### Dataset records
== Segment start ==

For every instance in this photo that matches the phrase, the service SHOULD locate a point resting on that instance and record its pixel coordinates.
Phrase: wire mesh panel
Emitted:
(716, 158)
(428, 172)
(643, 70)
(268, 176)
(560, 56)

== Segment end ==

### Action item
Word for word, extract all the records.

### Exercise response
For every instance in this photo that matches the phrase, the service SHOULD locate a point resting on that instance and record its pixel coordinates.
Phrase: wire mesh panel
Emitted:
(716, 158)
(428, 172)
(643, 70)
(268, 176)
(560, 56)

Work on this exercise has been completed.